**Task to carry out**
Up to and including the line that contains "box: [558, 492, 618, 541]", return every line from the start of the data, unchanged.

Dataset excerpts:
==========

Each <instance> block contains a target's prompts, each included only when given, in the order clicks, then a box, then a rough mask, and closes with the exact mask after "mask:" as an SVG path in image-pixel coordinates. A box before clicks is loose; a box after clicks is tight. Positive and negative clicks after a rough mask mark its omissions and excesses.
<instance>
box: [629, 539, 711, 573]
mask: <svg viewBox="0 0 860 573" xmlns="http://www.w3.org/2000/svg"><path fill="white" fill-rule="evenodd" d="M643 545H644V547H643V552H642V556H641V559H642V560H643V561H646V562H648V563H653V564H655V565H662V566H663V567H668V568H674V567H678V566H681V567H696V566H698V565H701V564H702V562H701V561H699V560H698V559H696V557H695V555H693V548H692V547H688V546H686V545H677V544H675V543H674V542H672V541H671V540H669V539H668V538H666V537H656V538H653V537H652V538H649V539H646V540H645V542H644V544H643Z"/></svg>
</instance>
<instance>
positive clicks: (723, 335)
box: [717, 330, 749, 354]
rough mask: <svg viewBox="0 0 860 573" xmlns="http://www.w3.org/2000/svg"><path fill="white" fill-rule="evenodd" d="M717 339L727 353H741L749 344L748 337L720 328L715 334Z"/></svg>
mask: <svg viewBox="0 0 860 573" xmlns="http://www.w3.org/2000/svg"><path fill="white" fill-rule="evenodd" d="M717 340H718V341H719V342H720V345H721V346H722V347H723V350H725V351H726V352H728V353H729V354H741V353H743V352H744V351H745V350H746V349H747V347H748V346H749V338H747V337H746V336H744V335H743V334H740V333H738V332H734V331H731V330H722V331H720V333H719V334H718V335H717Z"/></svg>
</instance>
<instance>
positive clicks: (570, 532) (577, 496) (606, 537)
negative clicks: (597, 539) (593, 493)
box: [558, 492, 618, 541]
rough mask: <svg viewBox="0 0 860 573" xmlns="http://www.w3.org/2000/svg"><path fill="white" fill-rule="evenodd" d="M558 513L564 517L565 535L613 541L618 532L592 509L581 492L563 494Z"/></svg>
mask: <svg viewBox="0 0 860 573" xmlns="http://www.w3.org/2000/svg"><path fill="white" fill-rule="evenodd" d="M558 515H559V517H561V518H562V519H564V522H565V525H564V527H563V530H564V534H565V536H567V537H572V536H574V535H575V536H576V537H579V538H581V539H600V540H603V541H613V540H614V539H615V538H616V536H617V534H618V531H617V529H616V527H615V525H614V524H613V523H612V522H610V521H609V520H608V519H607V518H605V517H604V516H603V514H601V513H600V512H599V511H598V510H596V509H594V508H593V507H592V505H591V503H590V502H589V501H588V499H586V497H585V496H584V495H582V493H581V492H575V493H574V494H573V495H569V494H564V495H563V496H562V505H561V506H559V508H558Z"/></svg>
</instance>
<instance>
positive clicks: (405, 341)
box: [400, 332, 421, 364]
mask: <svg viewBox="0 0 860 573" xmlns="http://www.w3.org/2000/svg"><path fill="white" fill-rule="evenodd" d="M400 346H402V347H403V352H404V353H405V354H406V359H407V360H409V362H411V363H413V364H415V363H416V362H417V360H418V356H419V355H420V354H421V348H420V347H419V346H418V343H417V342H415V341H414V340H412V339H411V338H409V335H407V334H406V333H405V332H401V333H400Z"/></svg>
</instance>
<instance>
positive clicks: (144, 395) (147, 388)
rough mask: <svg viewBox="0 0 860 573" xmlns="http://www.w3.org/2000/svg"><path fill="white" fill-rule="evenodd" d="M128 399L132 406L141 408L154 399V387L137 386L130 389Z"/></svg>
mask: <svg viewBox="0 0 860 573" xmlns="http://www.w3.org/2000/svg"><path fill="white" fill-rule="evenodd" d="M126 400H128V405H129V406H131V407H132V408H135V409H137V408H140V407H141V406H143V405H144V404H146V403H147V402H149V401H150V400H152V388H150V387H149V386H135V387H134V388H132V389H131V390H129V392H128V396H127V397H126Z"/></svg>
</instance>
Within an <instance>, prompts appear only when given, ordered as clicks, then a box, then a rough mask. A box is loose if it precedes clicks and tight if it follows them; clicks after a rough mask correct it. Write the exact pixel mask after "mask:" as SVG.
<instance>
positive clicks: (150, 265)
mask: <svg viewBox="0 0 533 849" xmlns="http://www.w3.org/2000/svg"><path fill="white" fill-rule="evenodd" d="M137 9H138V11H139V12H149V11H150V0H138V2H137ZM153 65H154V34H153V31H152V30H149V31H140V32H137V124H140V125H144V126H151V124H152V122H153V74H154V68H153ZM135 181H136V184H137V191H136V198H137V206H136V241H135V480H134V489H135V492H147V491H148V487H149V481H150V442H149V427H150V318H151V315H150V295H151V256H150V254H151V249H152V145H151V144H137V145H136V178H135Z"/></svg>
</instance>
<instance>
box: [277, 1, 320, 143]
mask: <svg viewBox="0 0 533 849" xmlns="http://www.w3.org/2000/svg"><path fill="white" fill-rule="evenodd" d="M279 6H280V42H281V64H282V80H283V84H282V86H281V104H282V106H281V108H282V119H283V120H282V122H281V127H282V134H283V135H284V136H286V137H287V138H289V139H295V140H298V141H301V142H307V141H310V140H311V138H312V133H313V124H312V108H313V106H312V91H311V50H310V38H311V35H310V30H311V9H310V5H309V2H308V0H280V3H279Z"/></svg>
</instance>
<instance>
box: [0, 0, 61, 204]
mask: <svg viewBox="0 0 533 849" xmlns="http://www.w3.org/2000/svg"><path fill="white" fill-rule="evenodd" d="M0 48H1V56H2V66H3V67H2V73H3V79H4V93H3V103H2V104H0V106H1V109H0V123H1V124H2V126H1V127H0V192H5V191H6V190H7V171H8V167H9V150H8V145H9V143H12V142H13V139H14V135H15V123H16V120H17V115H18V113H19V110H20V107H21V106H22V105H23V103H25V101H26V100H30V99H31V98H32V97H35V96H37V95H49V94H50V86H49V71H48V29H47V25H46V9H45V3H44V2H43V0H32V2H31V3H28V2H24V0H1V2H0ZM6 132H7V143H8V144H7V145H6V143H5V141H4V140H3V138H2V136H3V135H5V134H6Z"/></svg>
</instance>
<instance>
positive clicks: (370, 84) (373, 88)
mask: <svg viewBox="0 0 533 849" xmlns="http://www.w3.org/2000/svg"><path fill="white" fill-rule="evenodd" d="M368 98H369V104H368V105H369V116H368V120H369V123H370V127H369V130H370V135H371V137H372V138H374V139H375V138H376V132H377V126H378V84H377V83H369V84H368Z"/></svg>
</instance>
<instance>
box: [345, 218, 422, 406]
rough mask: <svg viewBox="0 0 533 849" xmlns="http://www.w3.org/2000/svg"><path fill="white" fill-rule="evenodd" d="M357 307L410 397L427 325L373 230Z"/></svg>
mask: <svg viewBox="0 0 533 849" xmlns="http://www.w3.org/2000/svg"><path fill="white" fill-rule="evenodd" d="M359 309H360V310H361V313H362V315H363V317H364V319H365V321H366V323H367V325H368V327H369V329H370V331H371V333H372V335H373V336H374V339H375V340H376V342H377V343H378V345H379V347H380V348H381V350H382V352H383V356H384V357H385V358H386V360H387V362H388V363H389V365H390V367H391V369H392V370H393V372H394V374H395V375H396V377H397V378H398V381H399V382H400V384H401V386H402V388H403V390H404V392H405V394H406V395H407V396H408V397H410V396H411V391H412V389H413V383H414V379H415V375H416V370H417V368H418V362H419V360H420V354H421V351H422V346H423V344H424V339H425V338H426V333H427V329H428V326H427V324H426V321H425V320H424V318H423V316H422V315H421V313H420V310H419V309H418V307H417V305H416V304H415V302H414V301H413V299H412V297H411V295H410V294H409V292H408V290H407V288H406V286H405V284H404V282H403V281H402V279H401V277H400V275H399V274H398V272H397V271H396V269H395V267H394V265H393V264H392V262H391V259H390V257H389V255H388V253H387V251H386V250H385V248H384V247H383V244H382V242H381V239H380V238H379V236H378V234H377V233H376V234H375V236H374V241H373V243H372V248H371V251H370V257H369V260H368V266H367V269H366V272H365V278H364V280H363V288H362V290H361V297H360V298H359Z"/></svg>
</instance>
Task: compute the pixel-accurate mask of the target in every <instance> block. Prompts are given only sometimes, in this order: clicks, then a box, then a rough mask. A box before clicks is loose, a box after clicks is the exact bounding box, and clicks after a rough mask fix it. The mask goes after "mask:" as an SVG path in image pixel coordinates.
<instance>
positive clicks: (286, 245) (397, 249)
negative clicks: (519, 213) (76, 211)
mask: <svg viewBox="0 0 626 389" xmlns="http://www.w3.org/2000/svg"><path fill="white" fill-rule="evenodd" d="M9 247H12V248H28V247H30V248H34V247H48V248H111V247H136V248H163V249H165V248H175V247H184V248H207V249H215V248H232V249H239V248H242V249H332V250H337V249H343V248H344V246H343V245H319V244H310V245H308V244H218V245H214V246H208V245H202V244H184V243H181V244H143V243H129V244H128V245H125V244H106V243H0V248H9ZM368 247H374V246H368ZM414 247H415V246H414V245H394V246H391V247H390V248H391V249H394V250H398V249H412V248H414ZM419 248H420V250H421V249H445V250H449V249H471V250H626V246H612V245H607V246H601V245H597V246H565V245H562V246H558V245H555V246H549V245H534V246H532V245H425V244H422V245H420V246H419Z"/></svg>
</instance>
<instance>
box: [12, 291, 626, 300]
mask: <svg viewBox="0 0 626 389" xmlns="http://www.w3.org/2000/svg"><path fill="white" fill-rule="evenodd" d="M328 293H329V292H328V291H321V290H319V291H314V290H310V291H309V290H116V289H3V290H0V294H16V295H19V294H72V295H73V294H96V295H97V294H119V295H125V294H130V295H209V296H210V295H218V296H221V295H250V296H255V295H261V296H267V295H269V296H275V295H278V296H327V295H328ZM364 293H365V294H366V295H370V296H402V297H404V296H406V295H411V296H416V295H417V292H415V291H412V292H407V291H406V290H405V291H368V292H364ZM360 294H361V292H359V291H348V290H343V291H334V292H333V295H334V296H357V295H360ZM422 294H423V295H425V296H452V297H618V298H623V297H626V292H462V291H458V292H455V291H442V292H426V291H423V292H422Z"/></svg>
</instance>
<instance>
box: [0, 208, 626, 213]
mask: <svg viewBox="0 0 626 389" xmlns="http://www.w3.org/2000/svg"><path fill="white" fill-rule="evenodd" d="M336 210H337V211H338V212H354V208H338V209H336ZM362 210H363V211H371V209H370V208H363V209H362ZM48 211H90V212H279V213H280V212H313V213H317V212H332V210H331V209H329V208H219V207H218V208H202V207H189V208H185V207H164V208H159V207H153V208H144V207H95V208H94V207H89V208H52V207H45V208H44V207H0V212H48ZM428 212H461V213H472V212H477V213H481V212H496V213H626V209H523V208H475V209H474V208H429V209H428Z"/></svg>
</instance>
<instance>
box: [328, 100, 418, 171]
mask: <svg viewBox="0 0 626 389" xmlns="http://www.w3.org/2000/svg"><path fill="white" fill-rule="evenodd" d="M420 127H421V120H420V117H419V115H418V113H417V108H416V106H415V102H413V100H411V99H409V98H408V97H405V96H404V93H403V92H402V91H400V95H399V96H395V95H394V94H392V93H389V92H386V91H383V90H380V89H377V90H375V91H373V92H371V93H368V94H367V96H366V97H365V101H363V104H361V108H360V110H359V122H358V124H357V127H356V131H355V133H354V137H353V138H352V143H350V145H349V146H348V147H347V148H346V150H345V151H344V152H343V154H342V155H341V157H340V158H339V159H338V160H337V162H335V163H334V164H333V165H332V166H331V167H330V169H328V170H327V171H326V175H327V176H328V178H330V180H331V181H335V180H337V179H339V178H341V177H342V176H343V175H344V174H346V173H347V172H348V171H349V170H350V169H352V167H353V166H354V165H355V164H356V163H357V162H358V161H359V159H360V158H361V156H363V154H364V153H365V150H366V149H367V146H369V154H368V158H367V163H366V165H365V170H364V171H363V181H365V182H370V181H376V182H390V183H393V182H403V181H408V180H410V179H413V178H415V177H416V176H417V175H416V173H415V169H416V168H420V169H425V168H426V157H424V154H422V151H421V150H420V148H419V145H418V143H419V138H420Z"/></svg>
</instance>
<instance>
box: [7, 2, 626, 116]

==========

**Solution to this task**
Each <instance> block contains a target's prompts, each included only when given, in the order clicks, then a box, then a rough mask, and closes with the exact mask after "mask:" as an SVG path in image-pixel coordinates. A box before clicks is loose; a box after clicks is tight. Positive and negative clicks after a rough mask mark its omissions and excesses.
<instance>
box: [629, 539, 711, 573]
mask: <svg viewBox="0 0 860 573" xmlns="http://www.w3.org/2000/svg"><path fill="white" fill-rule="evenodd" d="M643 545H644V547H643V552H642V556H641V559H642V560H643V561H646V562H648V563H653V564H655V565H662V566H663V567H668V568H674V567H678V566H681V567H696V566H698V565H701V564H702V562H701V561H699V560H698V559H696V557H695V555H693V548H692V547H688V546H686V545H677V544H675V543H674V542H672V541H671V540H669V539H668V538H666V537H656V538H653V537H652V538H649V539H646V540H645V542H644V544H643Z"/></svg>
</instance>
<instance>
positive clicks: (723, 335)
box: [717, 330, 749, 354]
rough mask: <svg viewBox="0 0 860 573" xmlns="http://www.w3.org/2000/svg"><path fill="white" fill-rule="evenodd" d="M717 339L727 353H741L749 344L748 337L720 328L715 334Z"/></svg>
mask: <svg viewBox="0 0 860 573" xmlns="http://www.w3.org/2000/svg"><path fill="white" fill-rule="evenodd" d="M717 340H718V341H719V342H720V345H721V346H722V347H723V350H725V351H726V352H728V353H729V354H741V353H743V352H744V351H745V350H746V349H747V347H748V346H749V338H747V337H746V336H744V335H743V334H740V333H738V332H734V331H731V330H722V331H720V333H719V334H718V335H717Z"/></svg>
</instance>
<instance>
positive clicks: (570, 532) (577, 496) (606, 537)
negative clicks: (597, 539) (593, 493)
box: [558, 492, 618, 541]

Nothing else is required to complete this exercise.